- **Aim of the task**:
Return each line of the listing below that contains the word "hair". Case counts.

BEGIN

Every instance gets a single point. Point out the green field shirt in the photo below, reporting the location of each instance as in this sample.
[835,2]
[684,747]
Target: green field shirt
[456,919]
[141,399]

END
BEGIN

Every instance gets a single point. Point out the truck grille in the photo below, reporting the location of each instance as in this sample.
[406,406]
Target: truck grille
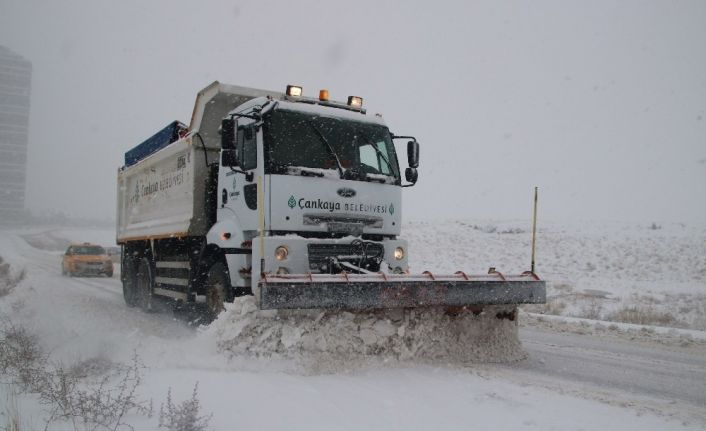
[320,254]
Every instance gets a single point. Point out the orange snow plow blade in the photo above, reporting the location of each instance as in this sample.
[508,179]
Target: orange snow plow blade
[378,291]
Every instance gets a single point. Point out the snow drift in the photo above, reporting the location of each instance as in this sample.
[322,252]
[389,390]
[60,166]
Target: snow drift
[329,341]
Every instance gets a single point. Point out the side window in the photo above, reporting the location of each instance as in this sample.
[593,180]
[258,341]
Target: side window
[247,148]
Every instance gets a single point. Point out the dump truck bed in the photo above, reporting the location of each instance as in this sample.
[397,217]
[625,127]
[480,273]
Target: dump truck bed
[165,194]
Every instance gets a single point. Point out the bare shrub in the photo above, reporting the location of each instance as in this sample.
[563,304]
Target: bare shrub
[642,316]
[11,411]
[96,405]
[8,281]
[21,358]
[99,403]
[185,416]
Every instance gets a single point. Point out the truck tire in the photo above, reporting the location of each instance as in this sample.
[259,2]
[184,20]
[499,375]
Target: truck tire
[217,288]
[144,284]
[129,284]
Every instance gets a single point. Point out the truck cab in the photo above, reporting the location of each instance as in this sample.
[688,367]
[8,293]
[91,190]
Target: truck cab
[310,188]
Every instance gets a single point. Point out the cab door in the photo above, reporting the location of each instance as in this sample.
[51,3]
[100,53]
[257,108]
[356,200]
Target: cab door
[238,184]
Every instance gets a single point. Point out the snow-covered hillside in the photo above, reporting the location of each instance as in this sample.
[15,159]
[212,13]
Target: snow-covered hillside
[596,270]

END
BEGIN

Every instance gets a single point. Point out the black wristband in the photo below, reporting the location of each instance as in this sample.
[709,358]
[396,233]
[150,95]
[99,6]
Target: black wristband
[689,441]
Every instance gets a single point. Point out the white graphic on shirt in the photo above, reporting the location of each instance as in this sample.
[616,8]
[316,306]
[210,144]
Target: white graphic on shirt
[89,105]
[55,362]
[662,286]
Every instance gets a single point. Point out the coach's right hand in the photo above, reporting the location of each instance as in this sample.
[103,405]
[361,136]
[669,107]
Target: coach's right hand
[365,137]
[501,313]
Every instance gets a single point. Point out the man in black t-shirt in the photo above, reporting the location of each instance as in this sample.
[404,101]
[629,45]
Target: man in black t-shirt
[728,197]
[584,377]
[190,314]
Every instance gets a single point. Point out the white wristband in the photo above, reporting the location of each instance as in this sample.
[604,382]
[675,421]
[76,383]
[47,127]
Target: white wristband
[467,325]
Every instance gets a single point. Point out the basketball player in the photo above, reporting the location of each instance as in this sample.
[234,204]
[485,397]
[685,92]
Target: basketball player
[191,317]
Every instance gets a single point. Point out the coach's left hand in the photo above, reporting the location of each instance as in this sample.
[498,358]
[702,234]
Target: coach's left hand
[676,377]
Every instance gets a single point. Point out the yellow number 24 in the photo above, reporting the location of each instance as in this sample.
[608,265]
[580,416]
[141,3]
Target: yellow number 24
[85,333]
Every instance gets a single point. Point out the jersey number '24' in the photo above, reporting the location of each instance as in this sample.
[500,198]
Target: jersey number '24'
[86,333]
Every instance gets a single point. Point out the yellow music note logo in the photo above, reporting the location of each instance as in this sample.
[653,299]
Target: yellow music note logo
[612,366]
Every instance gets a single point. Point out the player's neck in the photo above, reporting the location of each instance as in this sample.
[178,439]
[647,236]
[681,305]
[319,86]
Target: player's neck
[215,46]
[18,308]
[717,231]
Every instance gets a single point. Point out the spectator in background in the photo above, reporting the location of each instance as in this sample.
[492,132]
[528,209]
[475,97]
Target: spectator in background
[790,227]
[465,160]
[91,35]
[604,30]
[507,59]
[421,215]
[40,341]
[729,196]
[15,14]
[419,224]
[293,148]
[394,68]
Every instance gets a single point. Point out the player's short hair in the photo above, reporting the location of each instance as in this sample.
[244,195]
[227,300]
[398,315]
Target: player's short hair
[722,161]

END

- **Result of the exercise**:
Every instance gets a single point. Point out the player's short hair in the photo above, reporting the location of each instance as in this sample.
Target: player's short hair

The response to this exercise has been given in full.